-- Problem to solve --
Provide only the number of lines in the data below that contain the word "glass".

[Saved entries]
-----
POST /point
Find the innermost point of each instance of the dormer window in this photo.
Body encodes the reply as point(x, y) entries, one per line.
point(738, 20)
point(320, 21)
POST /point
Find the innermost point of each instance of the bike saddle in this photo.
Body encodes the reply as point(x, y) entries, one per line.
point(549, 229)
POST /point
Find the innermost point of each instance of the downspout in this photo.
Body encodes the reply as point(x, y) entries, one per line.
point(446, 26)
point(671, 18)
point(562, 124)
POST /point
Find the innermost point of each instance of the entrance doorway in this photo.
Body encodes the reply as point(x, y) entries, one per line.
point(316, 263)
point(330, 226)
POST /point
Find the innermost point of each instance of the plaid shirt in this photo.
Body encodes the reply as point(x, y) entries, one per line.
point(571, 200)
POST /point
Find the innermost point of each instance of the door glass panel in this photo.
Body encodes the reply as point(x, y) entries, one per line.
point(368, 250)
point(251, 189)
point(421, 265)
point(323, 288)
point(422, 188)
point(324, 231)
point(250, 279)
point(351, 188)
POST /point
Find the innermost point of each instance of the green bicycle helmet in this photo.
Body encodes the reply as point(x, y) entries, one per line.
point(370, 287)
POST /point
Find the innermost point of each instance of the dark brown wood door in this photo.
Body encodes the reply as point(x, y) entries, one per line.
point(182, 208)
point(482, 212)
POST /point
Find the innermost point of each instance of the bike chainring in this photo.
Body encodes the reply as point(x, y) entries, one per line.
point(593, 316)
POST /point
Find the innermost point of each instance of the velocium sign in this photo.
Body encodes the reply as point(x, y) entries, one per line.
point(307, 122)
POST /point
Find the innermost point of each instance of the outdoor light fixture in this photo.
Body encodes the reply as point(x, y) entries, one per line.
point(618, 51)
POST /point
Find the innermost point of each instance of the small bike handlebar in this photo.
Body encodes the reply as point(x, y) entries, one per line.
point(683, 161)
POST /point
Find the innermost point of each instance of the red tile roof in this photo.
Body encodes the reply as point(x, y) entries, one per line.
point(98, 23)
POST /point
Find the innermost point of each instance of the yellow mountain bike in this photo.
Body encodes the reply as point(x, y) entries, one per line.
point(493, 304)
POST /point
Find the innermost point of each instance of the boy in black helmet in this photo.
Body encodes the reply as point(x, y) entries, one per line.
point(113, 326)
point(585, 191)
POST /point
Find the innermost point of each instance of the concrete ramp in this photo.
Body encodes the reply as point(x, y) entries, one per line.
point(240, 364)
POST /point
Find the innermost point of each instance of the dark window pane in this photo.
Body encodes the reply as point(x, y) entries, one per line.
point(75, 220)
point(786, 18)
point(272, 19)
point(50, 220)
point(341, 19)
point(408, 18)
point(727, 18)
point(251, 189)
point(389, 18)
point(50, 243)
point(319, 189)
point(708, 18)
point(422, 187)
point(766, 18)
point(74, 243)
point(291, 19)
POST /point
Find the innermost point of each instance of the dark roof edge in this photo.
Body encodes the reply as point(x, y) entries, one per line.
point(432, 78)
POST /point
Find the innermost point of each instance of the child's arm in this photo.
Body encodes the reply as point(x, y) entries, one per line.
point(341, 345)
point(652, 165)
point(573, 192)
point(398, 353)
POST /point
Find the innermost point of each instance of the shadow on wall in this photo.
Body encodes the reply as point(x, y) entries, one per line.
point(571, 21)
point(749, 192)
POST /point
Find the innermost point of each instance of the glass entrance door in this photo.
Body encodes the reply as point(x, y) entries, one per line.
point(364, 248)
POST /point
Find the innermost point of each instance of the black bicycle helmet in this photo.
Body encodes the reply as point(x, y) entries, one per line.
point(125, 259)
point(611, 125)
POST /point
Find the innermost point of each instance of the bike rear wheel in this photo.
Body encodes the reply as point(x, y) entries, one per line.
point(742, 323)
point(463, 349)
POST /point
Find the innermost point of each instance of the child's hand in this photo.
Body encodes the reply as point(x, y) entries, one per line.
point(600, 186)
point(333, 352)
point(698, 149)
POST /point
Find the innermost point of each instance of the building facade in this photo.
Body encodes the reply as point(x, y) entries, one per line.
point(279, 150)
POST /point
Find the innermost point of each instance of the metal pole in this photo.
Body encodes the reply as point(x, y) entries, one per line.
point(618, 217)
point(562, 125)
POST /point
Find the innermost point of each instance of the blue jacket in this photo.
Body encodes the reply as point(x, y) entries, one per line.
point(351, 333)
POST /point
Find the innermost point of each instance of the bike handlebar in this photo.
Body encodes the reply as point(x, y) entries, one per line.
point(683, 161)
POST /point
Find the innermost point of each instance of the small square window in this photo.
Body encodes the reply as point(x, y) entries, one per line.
-----
-- Solved exercise --
2